**GOAL OF THE EXERCISE:** Only the lines of the data below from the one with "[mark] the woman's hair" through the one with "Target: grassy hill" are wanted. Repeat them exactly.

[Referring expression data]
^^^^

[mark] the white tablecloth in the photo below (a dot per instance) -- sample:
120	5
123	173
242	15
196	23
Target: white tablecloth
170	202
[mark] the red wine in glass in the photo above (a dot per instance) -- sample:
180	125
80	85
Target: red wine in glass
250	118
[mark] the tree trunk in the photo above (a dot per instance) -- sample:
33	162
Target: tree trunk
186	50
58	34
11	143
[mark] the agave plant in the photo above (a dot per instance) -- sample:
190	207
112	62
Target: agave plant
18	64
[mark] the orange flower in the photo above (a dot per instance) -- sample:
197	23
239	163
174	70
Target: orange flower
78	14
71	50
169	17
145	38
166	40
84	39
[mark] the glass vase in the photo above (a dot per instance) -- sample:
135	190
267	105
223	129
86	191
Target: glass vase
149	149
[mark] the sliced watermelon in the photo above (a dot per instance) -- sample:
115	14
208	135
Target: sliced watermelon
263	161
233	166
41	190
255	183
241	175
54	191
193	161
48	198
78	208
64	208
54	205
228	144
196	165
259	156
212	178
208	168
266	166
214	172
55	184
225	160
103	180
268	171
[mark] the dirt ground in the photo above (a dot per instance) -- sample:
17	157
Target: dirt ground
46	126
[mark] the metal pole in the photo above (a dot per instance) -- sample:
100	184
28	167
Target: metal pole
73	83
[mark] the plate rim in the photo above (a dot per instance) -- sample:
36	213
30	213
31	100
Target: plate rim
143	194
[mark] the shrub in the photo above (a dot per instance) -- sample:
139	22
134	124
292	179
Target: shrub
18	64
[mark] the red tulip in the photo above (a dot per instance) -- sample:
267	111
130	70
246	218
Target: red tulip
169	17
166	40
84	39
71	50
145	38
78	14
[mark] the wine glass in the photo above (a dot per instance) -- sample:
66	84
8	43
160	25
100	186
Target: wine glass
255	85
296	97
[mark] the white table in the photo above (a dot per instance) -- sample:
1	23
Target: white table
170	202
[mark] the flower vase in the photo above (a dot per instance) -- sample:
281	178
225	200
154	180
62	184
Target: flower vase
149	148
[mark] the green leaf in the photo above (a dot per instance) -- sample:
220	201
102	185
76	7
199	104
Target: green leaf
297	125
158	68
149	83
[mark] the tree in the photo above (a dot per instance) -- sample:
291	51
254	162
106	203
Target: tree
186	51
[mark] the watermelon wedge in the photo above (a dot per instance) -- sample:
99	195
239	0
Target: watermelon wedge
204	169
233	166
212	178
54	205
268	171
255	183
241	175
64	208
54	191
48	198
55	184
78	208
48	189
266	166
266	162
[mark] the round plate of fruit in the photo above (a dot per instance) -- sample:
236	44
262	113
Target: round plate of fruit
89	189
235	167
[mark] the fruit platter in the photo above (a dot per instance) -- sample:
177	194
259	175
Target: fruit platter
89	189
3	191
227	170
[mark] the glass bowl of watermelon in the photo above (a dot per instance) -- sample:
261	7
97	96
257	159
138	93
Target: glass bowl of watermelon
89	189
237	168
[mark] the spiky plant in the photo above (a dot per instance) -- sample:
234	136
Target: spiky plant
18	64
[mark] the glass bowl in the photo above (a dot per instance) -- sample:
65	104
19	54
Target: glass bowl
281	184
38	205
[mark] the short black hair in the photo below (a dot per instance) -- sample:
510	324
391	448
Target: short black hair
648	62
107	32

^^^^

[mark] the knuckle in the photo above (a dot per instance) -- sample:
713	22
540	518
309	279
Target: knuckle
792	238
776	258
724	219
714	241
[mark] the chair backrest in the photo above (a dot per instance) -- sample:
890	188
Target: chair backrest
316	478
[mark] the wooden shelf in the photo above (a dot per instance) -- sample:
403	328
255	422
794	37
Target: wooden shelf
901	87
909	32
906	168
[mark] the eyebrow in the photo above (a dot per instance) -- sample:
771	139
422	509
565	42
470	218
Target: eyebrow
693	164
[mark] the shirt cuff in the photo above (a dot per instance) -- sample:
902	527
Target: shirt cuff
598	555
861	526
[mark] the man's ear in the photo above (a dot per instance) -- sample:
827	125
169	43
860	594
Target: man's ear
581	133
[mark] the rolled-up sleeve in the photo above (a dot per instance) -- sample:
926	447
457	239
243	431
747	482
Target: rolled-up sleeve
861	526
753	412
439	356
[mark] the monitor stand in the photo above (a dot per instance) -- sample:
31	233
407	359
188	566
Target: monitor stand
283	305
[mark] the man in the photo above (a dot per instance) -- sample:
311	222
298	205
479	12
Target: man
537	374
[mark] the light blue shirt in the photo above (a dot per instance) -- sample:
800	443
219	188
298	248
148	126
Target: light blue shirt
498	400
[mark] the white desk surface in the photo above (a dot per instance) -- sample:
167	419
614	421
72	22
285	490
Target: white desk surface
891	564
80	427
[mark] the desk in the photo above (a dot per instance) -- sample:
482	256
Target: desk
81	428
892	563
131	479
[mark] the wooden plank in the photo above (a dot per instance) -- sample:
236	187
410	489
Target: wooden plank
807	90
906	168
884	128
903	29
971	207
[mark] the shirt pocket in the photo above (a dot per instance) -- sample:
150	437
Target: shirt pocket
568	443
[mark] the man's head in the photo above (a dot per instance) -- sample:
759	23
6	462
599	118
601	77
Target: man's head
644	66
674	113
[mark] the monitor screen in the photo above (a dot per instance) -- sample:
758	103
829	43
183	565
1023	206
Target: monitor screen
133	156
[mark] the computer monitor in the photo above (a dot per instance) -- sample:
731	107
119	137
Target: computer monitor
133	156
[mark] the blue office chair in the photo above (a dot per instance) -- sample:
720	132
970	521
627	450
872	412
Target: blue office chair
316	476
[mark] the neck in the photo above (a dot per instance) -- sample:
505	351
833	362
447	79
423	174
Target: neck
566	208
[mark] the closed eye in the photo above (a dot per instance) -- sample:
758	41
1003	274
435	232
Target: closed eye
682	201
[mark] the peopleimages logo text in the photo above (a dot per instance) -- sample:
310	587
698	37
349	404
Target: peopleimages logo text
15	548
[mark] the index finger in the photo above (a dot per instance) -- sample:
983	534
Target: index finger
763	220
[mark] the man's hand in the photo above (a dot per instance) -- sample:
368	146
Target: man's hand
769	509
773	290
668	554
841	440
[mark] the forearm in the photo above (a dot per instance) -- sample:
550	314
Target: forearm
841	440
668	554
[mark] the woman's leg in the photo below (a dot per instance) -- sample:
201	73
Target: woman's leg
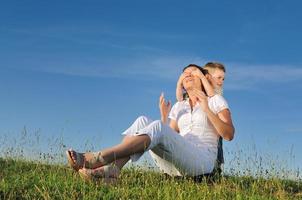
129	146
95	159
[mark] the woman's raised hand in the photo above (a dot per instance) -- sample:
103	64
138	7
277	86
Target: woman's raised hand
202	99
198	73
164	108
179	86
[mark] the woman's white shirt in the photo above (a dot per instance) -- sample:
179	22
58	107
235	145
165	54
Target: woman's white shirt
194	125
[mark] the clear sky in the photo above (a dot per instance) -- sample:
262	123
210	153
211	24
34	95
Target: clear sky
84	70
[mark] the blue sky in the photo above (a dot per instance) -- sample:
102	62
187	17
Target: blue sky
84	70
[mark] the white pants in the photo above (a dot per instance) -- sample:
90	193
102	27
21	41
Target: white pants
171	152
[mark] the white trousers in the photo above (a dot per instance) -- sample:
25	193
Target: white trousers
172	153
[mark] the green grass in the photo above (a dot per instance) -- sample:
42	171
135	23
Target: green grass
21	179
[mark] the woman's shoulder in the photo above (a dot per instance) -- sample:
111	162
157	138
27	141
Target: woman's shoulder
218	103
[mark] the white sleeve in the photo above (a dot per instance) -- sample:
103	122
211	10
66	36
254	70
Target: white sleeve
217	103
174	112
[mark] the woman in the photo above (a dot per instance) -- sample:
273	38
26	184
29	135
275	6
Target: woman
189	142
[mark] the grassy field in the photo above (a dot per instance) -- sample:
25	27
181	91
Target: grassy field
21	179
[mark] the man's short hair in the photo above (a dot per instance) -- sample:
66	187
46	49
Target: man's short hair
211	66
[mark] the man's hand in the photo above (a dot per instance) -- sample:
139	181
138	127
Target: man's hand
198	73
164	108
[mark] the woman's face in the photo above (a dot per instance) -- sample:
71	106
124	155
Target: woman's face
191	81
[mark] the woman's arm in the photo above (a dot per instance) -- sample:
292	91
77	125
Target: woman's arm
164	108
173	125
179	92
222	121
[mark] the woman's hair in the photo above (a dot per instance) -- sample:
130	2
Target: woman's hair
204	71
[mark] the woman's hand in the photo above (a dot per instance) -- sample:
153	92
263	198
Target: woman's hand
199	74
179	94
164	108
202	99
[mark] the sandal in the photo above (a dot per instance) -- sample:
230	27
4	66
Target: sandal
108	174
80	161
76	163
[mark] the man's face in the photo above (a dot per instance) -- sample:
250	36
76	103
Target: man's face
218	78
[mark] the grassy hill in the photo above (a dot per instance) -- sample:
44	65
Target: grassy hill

^^^^

**WRITTEN SOLUTION:**
[mark] the woman's hair in the photo above (a dot per instance) -- sample:
130	2
Target: woman's hair
204	71
[mark] the woman's hand in the photo above (a dot per instance) -- sample:
153	92
263	198
Target: woman's hand
199	74
179	94
164	108
202	99
[mark] the sandal in the photo above (a dot per instance) -- sample:
230	27
4	66
Target: sandal
108	174
80	161
76	163
[mark] the man's face in the photo above (a dot per instance) -- sample:
250	36
76	103
Target: man's face
218	78
[mark] the grassy hill in the photo above (a dot per instance) -- sample:
44	65
Target: grassy hill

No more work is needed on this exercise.